**Source records**
******

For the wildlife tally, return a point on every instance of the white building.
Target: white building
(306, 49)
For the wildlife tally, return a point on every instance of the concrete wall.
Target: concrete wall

******

**Exercise directions**
The string "tally" appears in some lines of the material. Report how many, and nothing more.

**Exercise output**
2